[Opening Information shown section]
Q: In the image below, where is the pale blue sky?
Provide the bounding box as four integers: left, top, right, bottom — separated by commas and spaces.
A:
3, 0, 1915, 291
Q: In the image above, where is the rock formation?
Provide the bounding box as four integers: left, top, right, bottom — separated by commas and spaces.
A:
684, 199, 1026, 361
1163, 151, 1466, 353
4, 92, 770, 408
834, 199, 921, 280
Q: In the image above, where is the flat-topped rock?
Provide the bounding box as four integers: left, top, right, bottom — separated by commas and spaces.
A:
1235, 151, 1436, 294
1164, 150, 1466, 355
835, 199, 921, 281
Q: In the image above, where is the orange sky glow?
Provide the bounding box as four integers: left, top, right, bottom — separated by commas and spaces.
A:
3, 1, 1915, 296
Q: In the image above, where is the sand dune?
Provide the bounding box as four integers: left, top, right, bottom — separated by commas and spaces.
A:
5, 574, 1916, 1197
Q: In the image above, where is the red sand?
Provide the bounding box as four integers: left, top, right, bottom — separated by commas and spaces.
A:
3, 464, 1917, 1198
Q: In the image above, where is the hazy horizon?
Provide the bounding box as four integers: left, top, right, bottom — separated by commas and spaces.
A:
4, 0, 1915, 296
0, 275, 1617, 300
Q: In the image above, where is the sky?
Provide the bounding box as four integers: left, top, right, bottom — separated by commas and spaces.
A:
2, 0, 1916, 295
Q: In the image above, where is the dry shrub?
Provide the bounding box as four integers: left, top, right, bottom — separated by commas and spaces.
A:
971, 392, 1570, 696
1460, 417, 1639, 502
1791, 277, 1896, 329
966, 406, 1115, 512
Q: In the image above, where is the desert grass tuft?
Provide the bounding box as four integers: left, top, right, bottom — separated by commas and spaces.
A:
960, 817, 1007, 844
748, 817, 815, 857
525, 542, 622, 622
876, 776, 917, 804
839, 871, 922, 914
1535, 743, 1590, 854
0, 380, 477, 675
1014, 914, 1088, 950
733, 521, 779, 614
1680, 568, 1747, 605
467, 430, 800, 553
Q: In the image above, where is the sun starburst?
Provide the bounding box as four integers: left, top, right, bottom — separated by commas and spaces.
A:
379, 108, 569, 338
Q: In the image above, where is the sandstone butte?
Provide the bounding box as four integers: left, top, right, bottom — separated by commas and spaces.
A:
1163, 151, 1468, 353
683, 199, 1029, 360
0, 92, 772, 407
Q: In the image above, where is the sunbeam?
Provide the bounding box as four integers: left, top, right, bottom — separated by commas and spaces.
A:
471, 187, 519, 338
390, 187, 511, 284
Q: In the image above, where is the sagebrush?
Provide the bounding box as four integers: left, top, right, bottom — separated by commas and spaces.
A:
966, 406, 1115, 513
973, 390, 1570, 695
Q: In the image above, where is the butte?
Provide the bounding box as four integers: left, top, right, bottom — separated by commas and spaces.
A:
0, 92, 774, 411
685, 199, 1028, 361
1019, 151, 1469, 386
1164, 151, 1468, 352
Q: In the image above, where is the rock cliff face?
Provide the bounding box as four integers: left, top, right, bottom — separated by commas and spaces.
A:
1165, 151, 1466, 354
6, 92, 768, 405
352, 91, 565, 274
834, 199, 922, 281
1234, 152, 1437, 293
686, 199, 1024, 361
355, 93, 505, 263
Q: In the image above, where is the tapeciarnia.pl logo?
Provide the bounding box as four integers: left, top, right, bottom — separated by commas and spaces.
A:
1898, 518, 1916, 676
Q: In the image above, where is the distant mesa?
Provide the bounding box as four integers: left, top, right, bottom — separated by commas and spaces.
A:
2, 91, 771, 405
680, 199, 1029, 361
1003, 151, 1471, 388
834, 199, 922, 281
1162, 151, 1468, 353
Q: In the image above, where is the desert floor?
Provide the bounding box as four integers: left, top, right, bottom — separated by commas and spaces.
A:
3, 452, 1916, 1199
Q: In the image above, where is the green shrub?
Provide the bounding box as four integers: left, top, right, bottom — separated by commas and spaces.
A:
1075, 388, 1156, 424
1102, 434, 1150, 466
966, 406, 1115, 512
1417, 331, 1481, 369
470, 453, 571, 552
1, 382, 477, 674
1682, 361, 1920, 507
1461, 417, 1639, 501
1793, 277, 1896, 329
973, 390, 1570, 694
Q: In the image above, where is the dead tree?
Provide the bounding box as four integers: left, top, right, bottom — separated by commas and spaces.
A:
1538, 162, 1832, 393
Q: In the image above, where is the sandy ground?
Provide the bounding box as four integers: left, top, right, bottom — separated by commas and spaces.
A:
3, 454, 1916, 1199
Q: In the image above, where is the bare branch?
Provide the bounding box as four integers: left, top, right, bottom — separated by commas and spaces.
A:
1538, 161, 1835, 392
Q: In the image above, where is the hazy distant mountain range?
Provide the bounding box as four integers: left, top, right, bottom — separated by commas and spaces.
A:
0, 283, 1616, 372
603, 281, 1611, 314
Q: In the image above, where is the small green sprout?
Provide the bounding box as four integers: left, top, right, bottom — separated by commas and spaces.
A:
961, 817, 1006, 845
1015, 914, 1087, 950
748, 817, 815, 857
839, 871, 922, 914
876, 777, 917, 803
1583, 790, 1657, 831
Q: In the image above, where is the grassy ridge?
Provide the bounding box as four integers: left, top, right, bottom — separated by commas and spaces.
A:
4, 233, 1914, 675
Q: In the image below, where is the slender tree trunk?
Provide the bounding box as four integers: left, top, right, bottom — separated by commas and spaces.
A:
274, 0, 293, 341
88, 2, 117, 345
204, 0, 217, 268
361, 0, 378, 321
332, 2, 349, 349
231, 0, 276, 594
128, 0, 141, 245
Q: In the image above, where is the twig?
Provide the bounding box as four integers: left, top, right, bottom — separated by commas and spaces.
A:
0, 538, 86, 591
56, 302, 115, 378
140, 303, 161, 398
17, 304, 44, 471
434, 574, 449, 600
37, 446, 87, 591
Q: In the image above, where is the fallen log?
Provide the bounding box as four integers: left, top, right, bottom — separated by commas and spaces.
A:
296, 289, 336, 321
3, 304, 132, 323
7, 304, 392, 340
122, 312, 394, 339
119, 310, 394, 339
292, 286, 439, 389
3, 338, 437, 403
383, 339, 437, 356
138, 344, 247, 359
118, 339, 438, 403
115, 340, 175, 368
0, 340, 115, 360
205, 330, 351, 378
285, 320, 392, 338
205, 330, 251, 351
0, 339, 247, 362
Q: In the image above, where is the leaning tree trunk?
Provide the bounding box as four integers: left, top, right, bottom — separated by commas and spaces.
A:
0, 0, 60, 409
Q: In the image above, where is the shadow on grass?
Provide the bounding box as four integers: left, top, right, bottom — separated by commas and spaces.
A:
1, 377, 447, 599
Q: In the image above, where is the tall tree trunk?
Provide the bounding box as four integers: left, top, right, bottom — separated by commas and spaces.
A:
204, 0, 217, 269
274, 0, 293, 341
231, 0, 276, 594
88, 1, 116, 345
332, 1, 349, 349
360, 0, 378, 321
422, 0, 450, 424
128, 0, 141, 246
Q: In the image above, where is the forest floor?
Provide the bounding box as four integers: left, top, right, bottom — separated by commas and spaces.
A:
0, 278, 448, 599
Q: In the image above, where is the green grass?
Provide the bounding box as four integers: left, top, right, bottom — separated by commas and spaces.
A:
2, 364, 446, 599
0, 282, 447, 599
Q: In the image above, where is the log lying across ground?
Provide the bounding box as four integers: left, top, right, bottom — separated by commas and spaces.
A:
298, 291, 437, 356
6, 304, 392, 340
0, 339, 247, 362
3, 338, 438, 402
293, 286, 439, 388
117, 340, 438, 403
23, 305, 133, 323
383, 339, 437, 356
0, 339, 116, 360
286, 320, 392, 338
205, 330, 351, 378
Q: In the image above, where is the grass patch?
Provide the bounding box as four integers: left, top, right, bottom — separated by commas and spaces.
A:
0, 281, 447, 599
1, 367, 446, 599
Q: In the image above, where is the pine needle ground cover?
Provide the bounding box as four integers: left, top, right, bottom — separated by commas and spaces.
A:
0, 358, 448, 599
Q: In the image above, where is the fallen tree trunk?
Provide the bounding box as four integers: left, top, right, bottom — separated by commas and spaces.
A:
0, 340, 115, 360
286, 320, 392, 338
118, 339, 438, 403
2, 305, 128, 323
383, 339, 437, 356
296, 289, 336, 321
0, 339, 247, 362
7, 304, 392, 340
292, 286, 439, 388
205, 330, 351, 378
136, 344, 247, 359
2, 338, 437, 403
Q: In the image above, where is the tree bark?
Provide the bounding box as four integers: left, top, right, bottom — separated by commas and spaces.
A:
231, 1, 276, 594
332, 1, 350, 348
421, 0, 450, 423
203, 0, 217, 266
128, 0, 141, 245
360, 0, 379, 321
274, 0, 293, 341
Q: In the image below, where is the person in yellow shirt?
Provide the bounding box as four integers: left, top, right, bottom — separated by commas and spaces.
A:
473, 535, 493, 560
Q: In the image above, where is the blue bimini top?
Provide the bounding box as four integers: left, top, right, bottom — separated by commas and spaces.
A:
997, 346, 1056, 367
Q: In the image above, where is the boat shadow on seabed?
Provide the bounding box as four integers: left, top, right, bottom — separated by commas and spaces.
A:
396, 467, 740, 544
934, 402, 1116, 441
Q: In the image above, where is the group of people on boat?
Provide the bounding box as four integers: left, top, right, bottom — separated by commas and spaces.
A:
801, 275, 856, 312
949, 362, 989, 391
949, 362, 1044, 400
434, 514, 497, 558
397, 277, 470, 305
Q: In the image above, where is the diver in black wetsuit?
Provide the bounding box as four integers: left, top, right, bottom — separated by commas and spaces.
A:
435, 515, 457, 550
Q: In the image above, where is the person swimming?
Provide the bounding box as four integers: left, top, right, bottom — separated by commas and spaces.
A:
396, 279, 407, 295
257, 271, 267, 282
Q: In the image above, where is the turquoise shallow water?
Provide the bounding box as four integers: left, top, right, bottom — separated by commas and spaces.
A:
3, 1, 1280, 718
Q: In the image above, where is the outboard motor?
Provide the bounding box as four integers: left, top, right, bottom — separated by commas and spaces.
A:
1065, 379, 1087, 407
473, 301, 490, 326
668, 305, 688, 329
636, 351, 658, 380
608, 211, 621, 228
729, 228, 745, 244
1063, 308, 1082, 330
[Closing Information shown section]
Work instruction => The entries above hold the needed span. Transcribe exactly the lines from the one with "Q: In the image above, where is the sandy" to the one with "Q: In the image above, where is the twig?", both included.

Response to this task =>
Q: In the image above, where is the sandy ground?
Provide the bounding box as four integers: left, top, right, bottom — separated by commas and spaces.
A:
3, 454, 1916, 1199
Q: In the image above, where is the bare branch?
Provide the bounding box as four integers: left, top, right, bottom — separated by commas and spaces.
A:
1538, 161, 1835, 392
Q: In the image above, where is the hazy distant mountain range?
Provide the bounding box as four integers: left, top, right, bottom — separated by commas and spaces.
A:
0, 283, 1616, 372
603, 281, 1611, 314
Q: In the image above, where is the small green sprout?
Provide the bounding box as four integers: left, top, right, bottom — separated by commas and spaces.
A:
961, 817, 1006, 845
1015, 914, 1087, 950
748, 817, 815, 857
839, 871, 922, 914
876, 777, 917, 803
1583, 790, 1657, 831
Q: In the image above, where is the grassy ridge?
Provide the bounding box as four integers: left, top, right, bottom — separated by commas and spaces.
A:
4, 233, 1914, 675
Q: In the image below, where is the slender tree trunk?
Provide the bounding box as four integers: left, top, right, bottom — separated by commas and spaces.
A:
274, 0, 293, 341
88, 2, 117, 345
204, 0, 217, 268
361, 0, 378, 321
332, 2, 349, 349
231, 0, 276, 594
128, 0, 141, 245
Q: In the image above, where is the twig?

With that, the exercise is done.